### TEXT SEGMENT ###
Ignoring the rate-reset option — RBI's floating-rate prepayment rules effective January 1, 2026 banned prepayment charges for individual borrowers on non-business floating loans. You can now refinance or partially prepay without penalty. Most borrowers haven't asked their bank for a rate reset since the loan disbursed. Cost: ₹4–8L over loan life.
No emergency buffer before either move — 6 months of EMI + expenses in liquid form is the precondition, not the byproduct. Cost: one bad quarter forces you to redeem equities at the wrong time or take a personal loan at 14%.
What to actually do (no products)
This post is not selling you a fund or a refinance product. The decision has four steps:
- Lock down your after-tax loan rate. Pull your latest sanction letter. Confirm your tax regime. Calculate the actual rate you're paying after deductions.
- Calculate your remaining-interest share. Look at your amortisation schedule. If interest is >50% of your next 12 months of EMIs, prepayment leverage is high. If <30%, it's a tax-and-liquidity decision, not a returns decision.
- Confirm your emergency buffer is intact before either prepayment or incremental SIP. 6 months of EMI + monthly expenses, in a liquid fund or sweep FD.
- Decide your split based on the gap. If after-tax SIP expected return − after-tax loan rate > 3%, lean to SIP. If <1%, lean to prepayment. If between, the 60/40 split is the boring, correct answer for most ₹15L+ households.
The product layer (which fund, which prepayment frequency, which lender) is downstream of this decision. Don't reverse the order.
### SUPPLIED MATERIAL ###
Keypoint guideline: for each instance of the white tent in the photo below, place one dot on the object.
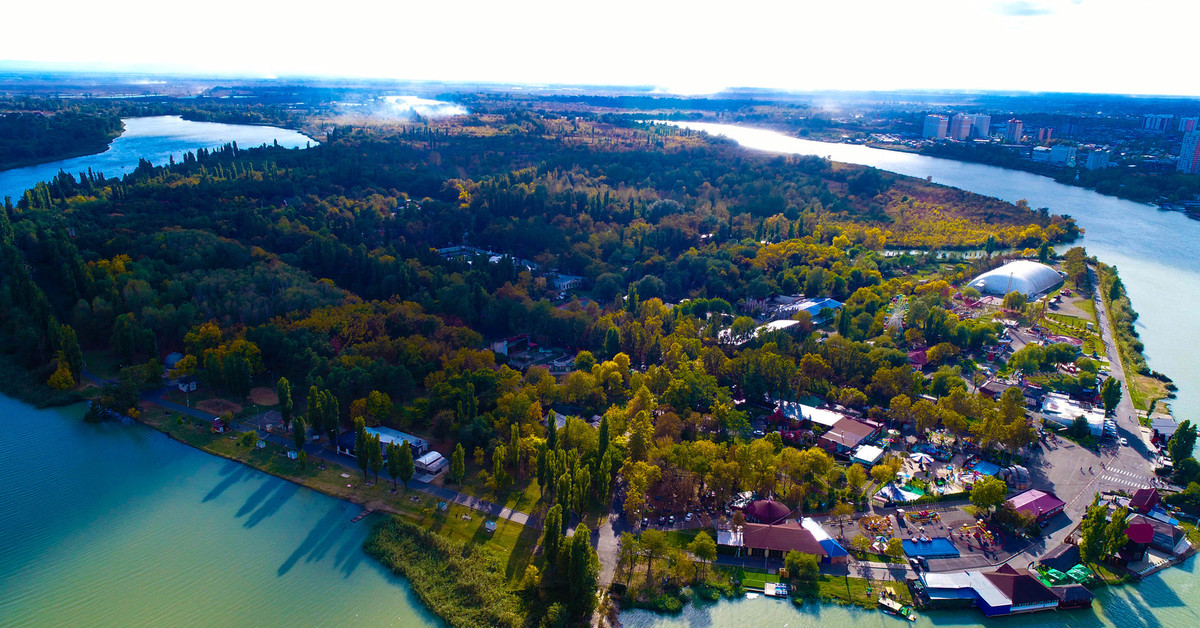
(1027, 277)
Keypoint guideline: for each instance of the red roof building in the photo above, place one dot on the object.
(778, 540)
(847, 434)
(1144, 500)
(918, 358)
(1141, 533)
(767, 512)
(1038, 504)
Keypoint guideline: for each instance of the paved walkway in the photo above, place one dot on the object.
(607, 543)
(318, 452)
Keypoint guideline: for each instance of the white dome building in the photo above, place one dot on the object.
(1027, 277)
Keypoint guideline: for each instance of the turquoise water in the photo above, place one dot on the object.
(156, 138)
(1156, 252)
(1157, 603)
(118, 525)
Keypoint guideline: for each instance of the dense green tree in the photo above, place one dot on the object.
(1092, 540)
(989, 492)
(283, 389)
(802, 567)
(376, 455)
(1110, 392)
(299, 434)
(1182, 444)
(457, 464)
(552, 536)
(361, 446)
(406, 466)
(583, 572)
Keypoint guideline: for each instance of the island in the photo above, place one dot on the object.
(592, 363)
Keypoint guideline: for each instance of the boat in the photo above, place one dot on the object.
(774, 590)
(894, 608)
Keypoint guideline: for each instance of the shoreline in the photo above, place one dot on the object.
(64, 156)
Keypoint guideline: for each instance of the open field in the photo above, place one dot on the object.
(457, 522)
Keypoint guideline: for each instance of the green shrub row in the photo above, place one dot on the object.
(463, 585)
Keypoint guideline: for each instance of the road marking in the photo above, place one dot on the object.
(1115, 479)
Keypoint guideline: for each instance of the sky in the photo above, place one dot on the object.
(694, 47)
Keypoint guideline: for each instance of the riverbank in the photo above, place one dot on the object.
(1146, 387)
(456, 536)
(22, 384)
(1117, 183)
(94, 149)
(463, 585)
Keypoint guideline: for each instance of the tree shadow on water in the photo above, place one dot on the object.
(317, 542)
(233, 474)
(349, 555)
(256, 497)
(271, 506)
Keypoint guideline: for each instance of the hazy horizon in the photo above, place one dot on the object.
(1027, 46)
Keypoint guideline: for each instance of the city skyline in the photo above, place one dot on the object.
(696, 48)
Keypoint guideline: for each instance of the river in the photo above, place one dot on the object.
(112, 525)
(1155, 252)
(156, 139)
(118, 525)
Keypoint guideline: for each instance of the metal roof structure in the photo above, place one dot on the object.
(1021, 275)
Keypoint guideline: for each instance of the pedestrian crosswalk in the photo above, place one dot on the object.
(1126, 478)
(1123, 472)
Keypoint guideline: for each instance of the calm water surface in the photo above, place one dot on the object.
(156, 138)
(1156, 251)
(119, 525)
(112, 525)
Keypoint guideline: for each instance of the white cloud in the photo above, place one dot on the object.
(693, 47)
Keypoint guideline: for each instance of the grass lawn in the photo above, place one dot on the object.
(1072, 326)
(682, 538)
(1144, 390)
(857, 591)
(101, 363)
(519, 497)
(457, 522)
(754, 579)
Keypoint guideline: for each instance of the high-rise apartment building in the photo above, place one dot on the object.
(935, 126)
(1189, 155)
(981, 125)
(1097, 160)
(1156, 123)
(960, 126)
(1014, 131)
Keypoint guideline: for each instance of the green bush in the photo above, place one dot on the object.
(463, 585)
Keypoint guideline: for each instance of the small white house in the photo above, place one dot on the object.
(431, 462)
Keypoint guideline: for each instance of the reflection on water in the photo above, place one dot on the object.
(155, 139)
(121, 526)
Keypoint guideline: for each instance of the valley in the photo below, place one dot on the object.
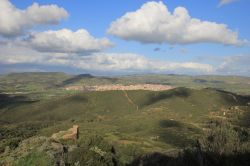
(134, 119)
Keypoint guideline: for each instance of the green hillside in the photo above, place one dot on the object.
(176, 116)
(134, 123)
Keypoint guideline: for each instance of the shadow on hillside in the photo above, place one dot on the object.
(245, 120)
(192, 158)
(178, 92)
(173, 133)
(7, 100)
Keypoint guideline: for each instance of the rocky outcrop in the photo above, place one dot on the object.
(70, 134)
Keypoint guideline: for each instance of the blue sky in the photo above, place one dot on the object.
(131, 51)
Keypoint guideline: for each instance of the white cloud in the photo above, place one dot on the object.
(235, 65)
(225, 2)
(153, 23)
(100, 62)
(66, 41)
(14, 21)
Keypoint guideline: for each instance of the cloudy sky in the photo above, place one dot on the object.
(126, 37)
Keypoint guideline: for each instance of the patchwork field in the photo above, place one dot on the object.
(133, 122)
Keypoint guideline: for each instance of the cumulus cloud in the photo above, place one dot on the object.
(238, 64)
(14, 21)
(154, 23)
(101, 62)
(66, 41)
(225, 2)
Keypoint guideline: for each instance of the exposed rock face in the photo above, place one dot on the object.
(151, 87)
(70, 134)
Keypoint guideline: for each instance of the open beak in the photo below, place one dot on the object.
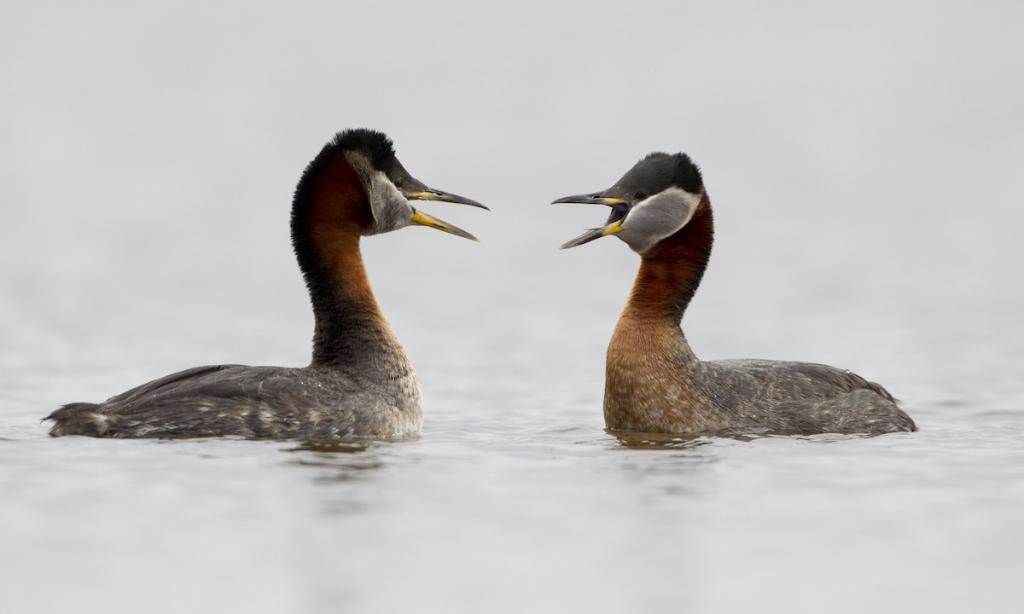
(435, 194)
(421, 192)
(620, 208)
(590, 200)
(422, 219)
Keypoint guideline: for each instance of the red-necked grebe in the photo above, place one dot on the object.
(654, 383)
(359, 383)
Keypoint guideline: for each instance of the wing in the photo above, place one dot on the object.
(169, 381)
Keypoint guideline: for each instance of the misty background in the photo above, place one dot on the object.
(863, 160)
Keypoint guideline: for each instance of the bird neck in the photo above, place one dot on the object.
(329, 215)
(671, 272)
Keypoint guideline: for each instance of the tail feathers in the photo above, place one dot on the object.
(78, 419)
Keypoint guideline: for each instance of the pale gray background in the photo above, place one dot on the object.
(864, 162)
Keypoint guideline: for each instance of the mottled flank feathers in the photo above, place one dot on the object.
(254, 402)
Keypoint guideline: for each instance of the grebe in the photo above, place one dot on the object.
(359, 383)
(654, 382)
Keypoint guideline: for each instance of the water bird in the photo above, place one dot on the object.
(359, 383)
(653, 381)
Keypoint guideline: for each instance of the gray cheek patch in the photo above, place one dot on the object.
(390, 209)
(658, 217)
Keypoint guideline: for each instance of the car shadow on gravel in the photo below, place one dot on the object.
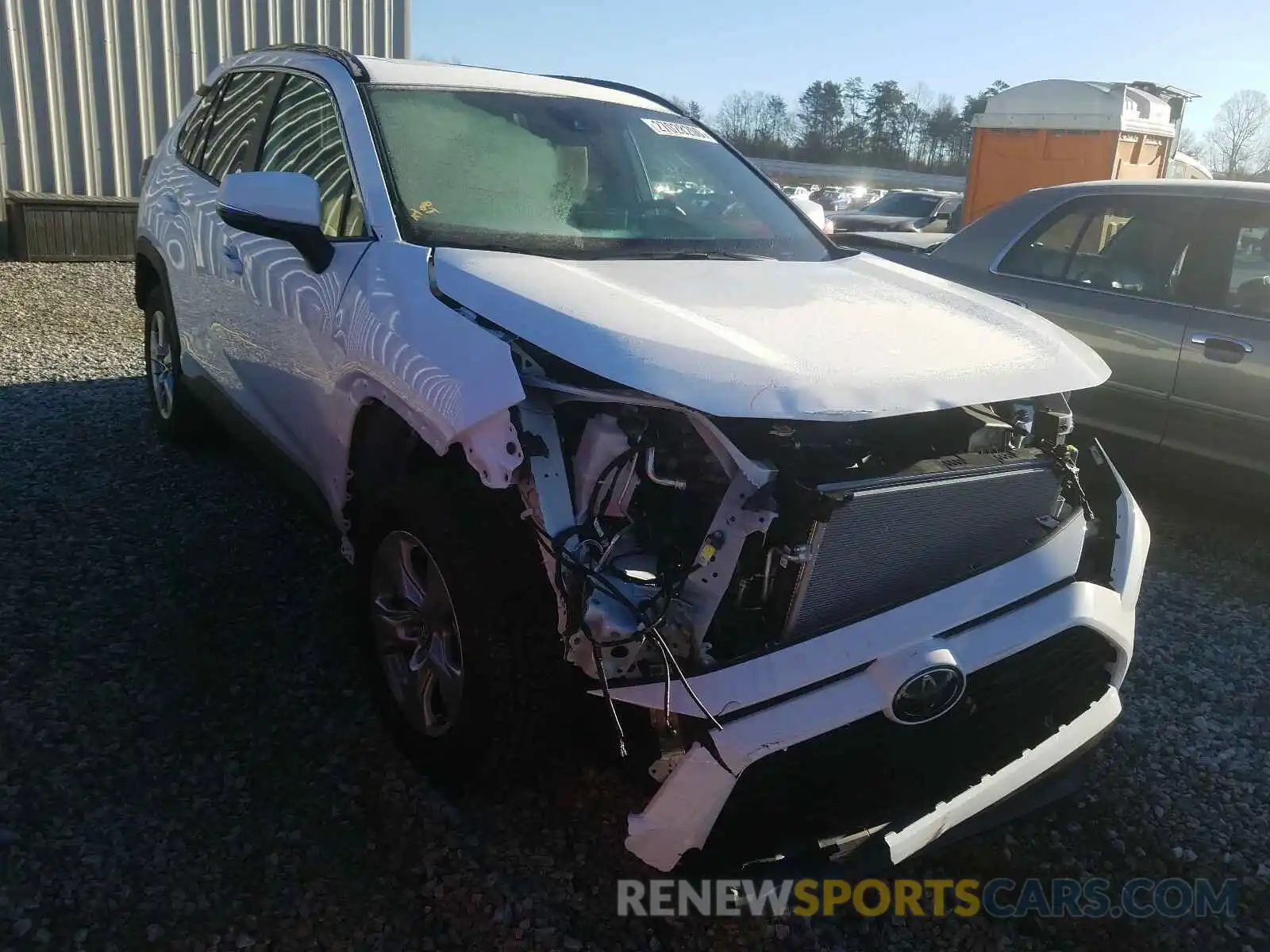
(190, 761)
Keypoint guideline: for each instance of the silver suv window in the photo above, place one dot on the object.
(1123, 244)
(234, 131)
(305, 137)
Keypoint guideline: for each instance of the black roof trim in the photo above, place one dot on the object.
(342, 56)
(624, 88)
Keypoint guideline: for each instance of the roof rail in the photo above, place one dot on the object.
(624, 88)
(342, 56)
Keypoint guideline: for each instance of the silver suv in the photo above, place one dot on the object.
(806, 524)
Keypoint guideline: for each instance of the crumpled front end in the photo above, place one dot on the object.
(882, 626)
(1043, 644)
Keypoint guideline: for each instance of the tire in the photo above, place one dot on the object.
(177, 416)
(501, 613)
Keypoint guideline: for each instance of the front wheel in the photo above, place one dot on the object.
(175, 416)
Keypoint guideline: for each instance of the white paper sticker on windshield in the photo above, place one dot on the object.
(679, 129)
###
## REQUIRED ACTIONS
A. Reproduce the loan prepayment passage from "No emergency buffer" up to and including "or sweep FD.".
B. List the opening sentence of each step in the decision laid out in the loan prepayment passage.
C. Continue the loan prepayment passage from its last sentence.
The entries aren't needed here.

## ANSWERS TO THE TASKS
A.
No emergency buffer before either move — 6 months of EMI + expenses in liquid form is the precondition, not the byproduct. Cost: one bad quarter forces you to redeem equities at the wrong time or take a personal loan at 14%.
What to actually do (no products)
This post is not selling you a fund or a refinance product. The decision has four steps:
- Lock down your after-tax loan rate. Pull your latest sanction letter. Confirm your tax regime. Calculate the actual rate you're paying after deductions.
- Calculate your remaining-interest share. Look at your amortisation schedule. If interest is >50% of your next 12 months of EMIs, prepayment leverage is high. If <30%, it's a tax-and-liquidity decision, not a returns decision.
- Confirm your emergency buffer is intact before either prepayment or incremental SIP. 6 months of EMI + monthly expenses, in a liquid fund or sweep FD.

B.
- Lock down your after-tax loan rate.
- Calculate your remaining-interest share.
- Confirm your emergency buffer is intact before either prepayment or incremental SIP.
- Decide your split based on the gap.

C.
FAQ: home loan prepayment vs SIP
Is it better to prepay home loan or invest in SIP in 2026? Depends on your after-tax loan rate, the year of your loan, and your liquidity. Year 1–7 leans prepay; year 8 onward leans SIP. New tax regime makes prepayment marginally more attractive than old regime did.
At what stage of the home loan is prepayment most beneficial? Years 1–7, when 60–70% of each EMI is interest. After year 12 of a 20-year loan, the prepayment ROI in absolute rupees collapses sharply.
Can I claim a home loan tax deduction in the new tax regime? Not for a self-occupied property. Section 24(b) deduction is only available for let-out property under the new regime. Sections 80C, 80EE, 80EEA are all unavailable under the new regime.
Are prepayment charges allowed on home loans in 2026? For floating-rate home loans to individual borrowers (non-business), the RBI banned prepayment charges effective January 1, 2026. Fixed-rate loans and business-purpose loans may still attract charges — check your sanction letter.
How much should I prepay each year vs invest? For most ₹15L+ households with a stable income and a 6-month buffer in place, a 60/40 prepay-SIP split during years 1–7 of the loan, flipping to 30/70 after year 8, is a defensible default. The exact split depends on your actual loan rate and tax regime — run the numbers.
The decision is yours, but the math isn't optional
These rules hit different income profiles differently. Your loan rate, tenure year, tax regime, and existing investment base together determine which split builds the most wealth — and the wrong split quietly costs ₹10–50 lakh over a 20-year loan.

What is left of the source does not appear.